Directions for this task: Every record is to be duplicated exactly as it reads, without its images.
Data to use Block Start
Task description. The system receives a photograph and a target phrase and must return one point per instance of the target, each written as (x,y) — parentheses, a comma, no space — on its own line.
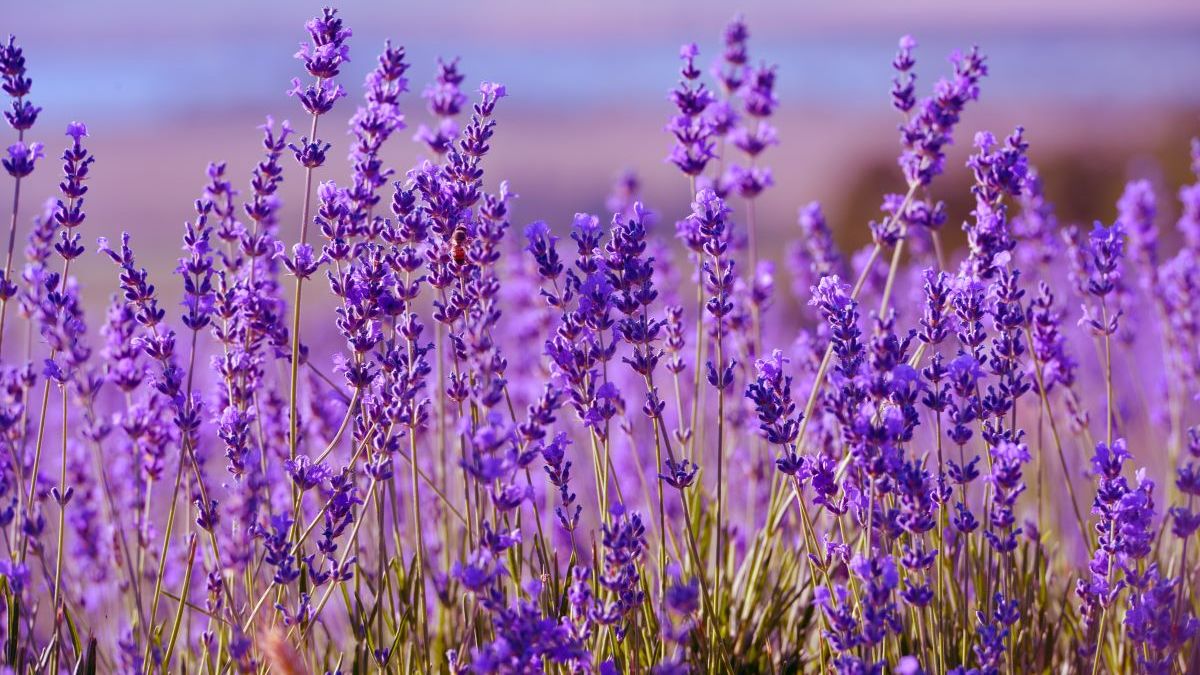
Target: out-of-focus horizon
(1107,90)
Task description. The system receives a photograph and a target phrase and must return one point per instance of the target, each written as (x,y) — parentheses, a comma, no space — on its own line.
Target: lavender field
(361,413)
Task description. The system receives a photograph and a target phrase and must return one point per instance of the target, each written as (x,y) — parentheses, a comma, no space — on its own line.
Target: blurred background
(1107,90)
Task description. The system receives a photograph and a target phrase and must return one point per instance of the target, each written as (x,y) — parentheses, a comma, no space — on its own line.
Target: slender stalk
Data to use Block End
Solution to this exercise:
Task description. The system receives a photograph and a target phrase and must return one point per instance of the target, each written as (x,y) — parentheses, a comma, no space — on its own line.
Target: out-of-focus horizon
(1107,90)
Task description. The system receives a photograph and a target phrase and must return one point per instance of the target, each written as (x,y) — parentheses, a comma, no space — on its own line.
Target: lavender field
(361,413)
Task description. The system receives a photograph and a target phrase and must return one point per instance of the target, each written as (x,y) — parentheses, a comma, no space — on its own line.
Target: blurred background
(1107,90)
Task description. The system receives a photograph and a target phrase and must return one point per instance of the target, each written as (x,y) — parentheses, a comma, no space — on its own line.
Target: slender stalk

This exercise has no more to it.